[Saved entries]
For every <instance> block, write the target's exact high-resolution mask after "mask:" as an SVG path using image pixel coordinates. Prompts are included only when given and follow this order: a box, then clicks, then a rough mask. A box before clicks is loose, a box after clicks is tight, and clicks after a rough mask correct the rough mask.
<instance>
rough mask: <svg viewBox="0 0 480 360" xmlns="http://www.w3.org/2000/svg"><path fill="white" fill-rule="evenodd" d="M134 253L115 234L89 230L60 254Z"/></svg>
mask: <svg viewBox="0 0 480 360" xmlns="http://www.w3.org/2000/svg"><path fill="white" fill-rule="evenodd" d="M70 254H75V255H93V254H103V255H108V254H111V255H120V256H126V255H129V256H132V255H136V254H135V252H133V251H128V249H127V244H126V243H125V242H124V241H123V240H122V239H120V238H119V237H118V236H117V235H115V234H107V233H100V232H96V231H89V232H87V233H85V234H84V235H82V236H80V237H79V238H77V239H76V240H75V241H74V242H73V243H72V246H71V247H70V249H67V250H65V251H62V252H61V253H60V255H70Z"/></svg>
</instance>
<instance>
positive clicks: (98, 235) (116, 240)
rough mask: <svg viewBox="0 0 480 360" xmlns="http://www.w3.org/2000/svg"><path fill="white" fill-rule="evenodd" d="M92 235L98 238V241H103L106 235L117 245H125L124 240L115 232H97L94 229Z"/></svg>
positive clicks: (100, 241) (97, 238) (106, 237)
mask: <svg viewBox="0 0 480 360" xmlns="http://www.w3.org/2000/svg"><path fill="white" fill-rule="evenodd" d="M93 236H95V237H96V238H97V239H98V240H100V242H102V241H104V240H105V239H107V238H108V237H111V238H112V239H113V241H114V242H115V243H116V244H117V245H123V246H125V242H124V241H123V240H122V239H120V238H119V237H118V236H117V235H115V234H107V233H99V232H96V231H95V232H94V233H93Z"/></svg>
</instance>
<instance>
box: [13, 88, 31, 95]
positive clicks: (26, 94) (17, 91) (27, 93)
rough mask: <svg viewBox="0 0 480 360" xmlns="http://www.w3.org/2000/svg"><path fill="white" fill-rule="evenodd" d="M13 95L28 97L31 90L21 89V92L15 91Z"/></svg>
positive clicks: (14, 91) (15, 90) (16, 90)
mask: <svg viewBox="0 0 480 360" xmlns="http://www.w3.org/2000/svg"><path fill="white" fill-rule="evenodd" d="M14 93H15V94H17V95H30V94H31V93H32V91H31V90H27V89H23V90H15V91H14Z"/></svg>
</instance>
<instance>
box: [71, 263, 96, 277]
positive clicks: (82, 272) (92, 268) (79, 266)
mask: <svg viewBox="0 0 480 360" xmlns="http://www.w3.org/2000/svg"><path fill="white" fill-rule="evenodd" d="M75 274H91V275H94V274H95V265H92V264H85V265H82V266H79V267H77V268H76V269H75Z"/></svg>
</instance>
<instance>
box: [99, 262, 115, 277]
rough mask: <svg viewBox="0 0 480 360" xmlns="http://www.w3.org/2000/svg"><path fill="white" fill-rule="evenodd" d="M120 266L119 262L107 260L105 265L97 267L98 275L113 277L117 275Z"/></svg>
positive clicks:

# [DIRECTIVE]
List each line of the records that contains the string "positive". Case counts.

# [RESPONSE AREA]
positive clicks: (98, 235) (116, 240)
positive clicks: (100, 241) (97, 238) (106, 237)
positive clicks: (26, 94) (17, 91) (27, 93)
positive clicks: (14, 91) (15, 90) (16, 90)
positive clicks: (82, 272) (92, 268) (79, 266)
positive clicks:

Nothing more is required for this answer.